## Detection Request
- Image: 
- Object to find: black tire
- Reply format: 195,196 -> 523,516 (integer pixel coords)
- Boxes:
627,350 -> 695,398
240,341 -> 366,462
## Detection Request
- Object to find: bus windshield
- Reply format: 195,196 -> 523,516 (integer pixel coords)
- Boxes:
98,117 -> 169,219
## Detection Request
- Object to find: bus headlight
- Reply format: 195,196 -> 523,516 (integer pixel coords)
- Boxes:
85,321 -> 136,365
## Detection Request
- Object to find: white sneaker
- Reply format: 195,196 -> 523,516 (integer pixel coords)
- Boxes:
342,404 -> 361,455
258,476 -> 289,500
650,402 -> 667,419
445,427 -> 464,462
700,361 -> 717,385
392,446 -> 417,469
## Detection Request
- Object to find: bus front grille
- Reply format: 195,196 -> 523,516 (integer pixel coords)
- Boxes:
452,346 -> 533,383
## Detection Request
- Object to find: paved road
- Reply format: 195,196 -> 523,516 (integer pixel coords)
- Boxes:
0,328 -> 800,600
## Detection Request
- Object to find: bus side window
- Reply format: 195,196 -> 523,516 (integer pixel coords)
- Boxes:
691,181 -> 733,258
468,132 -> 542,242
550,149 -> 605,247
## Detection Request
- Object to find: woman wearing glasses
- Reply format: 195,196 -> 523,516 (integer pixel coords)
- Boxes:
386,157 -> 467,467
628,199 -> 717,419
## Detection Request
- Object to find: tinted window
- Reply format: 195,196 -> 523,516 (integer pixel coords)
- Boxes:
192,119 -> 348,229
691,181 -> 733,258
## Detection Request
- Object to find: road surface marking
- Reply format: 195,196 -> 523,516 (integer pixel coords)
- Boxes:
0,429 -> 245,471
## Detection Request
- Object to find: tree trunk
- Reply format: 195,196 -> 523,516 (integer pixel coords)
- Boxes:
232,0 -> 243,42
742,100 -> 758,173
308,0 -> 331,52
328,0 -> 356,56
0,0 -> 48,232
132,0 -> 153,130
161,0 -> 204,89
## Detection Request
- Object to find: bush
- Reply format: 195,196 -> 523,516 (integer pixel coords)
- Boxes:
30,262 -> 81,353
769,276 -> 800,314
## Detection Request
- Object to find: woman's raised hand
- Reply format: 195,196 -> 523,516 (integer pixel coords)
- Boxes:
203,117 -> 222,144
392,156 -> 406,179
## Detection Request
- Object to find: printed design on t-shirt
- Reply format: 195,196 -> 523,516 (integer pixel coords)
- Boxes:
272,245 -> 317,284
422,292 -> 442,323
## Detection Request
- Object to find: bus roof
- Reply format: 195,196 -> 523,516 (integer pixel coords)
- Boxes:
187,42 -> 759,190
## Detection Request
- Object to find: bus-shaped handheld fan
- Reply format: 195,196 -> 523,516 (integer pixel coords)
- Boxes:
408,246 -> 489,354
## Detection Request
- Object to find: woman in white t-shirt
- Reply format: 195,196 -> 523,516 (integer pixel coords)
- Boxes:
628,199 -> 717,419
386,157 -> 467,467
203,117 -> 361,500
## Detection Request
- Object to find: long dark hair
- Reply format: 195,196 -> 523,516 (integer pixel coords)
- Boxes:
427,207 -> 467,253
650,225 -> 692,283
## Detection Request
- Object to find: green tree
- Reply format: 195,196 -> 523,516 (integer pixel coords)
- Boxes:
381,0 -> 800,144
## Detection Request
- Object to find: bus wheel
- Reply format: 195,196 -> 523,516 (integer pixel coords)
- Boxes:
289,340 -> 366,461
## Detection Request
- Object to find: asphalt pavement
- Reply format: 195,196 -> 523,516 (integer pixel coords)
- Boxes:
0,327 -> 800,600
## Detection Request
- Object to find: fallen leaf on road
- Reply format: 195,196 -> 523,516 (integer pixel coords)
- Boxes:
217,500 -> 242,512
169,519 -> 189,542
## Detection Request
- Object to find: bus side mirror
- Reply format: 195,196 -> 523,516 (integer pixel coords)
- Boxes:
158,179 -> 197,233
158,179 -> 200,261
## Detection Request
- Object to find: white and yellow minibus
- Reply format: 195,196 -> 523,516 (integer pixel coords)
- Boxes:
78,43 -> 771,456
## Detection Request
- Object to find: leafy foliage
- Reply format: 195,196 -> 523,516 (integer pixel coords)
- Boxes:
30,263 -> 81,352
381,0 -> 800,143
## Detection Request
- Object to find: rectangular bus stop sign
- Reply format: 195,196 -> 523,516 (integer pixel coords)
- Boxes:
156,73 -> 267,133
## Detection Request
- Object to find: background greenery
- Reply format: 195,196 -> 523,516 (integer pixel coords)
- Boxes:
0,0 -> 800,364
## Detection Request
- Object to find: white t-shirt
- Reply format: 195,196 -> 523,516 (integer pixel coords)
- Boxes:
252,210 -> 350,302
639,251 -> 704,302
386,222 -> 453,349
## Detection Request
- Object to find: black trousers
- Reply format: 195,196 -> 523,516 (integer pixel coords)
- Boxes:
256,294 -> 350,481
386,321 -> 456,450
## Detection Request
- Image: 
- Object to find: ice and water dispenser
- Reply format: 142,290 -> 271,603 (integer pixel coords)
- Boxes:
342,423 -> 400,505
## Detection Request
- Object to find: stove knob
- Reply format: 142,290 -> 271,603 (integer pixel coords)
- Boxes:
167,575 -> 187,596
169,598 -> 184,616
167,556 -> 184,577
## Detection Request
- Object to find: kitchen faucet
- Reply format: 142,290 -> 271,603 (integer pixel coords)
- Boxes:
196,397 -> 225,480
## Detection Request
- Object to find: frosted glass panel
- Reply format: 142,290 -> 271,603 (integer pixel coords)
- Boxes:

------------------------------

- **GIVEN EXERCISE**: Count the lines in the records above that contain the word "side". Give only the number.

- **ANSWER TO THIS PROBLEM**: 2